### What you need to do
Report every line in the entries below that contains the string "racket", copying each such line in full. Count a line only when the letter case matches.

### Records to process
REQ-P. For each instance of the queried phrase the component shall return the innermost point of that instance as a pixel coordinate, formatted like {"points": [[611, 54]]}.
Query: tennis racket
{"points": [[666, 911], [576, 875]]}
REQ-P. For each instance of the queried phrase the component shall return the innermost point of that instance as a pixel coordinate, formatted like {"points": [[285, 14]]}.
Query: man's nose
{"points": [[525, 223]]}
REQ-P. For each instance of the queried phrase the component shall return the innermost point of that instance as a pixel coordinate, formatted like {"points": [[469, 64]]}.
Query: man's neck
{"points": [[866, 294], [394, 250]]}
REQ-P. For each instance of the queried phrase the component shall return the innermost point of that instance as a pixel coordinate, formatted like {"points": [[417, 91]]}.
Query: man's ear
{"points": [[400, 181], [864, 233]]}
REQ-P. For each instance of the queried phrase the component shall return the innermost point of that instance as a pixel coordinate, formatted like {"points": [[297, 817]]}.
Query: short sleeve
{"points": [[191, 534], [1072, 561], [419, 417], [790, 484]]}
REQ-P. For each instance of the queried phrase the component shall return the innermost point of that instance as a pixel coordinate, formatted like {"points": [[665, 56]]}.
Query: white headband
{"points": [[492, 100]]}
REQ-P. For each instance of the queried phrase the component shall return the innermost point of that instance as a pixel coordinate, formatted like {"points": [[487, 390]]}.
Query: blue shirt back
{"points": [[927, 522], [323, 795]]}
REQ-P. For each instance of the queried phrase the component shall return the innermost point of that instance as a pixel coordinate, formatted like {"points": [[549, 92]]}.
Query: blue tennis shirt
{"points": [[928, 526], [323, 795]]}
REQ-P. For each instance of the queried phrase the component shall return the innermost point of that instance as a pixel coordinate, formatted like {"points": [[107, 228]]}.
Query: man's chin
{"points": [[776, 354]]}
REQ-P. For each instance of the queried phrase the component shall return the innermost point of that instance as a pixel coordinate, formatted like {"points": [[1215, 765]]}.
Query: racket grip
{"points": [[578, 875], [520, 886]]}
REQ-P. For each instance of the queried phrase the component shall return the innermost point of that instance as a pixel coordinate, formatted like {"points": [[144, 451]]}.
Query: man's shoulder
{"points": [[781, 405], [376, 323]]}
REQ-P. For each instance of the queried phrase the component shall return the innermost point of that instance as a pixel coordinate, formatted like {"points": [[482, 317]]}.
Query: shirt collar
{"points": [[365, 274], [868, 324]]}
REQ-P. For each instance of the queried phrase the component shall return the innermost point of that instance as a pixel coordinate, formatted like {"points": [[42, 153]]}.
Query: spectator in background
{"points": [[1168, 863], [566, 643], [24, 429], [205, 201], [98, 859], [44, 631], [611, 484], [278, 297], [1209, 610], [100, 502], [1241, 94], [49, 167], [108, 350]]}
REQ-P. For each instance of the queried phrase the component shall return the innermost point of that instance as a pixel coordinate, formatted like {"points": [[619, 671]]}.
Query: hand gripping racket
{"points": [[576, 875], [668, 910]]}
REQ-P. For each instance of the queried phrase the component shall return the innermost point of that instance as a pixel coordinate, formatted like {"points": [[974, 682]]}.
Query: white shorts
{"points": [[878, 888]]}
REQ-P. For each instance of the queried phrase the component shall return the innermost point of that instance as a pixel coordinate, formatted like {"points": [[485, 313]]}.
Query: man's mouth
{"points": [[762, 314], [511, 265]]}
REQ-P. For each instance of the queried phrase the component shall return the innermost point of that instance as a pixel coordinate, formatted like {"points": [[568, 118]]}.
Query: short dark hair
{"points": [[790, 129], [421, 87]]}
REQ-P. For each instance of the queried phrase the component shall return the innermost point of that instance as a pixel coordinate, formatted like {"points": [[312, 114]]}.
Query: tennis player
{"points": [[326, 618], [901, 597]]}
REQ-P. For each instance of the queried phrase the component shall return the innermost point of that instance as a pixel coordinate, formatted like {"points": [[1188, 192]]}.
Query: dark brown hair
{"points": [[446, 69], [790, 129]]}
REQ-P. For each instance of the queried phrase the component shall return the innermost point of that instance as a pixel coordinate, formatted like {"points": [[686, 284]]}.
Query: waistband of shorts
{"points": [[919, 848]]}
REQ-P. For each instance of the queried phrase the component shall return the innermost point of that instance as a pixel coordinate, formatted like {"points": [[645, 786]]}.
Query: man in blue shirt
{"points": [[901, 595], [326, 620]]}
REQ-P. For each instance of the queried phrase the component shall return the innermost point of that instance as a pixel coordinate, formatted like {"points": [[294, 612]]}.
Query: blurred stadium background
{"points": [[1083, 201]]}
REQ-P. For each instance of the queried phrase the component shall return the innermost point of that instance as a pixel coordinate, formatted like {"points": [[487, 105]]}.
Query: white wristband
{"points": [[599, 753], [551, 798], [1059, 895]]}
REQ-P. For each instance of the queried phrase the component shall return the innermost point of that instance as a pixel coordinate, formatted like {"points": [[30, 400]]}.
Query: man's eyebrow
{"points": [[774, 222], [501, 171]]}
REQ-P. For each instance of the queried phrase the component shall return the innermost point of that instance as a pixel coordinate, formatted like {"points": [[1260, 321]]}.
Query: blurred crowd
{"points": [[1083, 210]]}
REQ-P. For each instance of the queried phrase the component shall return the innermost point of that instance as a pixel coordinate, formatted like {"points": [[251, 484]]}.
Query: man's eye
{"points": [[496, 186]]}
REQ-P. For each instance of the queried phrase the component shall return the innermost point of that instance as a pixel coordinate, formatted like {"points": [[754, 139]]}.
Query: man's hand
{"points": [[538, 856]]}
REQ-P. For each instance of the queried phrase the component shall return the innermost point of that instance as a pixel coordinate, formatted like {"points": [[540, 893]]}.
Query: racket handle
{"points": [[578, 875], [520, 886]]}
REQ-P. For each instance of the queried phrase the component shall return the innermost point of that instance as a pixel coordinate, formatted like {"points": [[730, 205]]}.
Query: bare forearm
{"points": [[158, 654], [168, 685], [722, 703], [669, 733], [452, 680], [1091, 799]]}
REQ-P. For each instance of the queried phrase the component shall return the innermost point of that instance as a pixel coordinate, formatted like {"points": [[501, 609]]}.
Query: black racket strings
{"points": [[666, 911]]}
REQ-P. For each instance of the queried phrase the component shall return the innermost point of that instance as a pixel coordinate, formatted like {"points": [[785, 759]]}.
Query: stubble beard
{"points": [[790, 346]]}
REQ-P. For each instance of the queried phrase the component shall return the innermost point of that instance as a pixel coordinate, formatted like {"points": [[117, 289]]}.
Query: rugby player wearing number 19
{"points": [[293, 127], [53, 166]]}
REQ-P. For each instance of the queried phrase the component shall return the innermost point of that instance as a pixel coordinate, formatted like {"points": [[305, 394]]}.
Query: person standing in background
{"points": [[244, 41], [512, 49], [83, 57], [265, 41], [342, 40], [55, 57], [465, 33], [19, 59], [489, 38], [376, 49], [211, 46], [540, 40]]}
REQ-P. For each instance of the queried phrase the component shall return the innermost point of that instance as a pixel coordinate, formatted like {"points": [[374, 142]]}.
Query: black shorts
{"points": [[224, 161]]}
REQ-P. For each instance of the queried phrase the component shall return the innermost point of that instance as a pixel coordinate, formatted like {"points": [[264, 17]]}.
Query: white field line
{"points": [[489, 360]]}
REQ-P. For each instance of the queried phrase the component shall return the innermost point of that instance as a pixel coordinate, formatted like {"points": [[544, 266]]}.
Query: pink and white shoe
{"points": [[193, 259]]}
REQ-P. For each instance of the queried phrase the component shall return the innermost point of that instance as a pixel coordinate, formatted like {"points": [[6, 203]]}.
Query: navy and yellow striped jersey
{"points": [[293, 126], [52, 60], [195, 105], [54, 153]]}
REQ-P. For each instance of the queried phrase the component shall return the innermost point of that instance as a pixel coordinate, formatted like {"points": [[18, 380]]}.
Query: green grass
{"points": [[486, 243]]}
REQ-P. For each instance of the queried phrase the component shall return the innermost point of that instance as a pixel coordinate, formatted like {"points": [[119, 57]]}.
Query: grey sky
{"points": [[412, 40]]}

### Answer
Query: tennis racket
Query: racket grip
Query: hand gripping racket
Query: racket handle
Query: black racket strings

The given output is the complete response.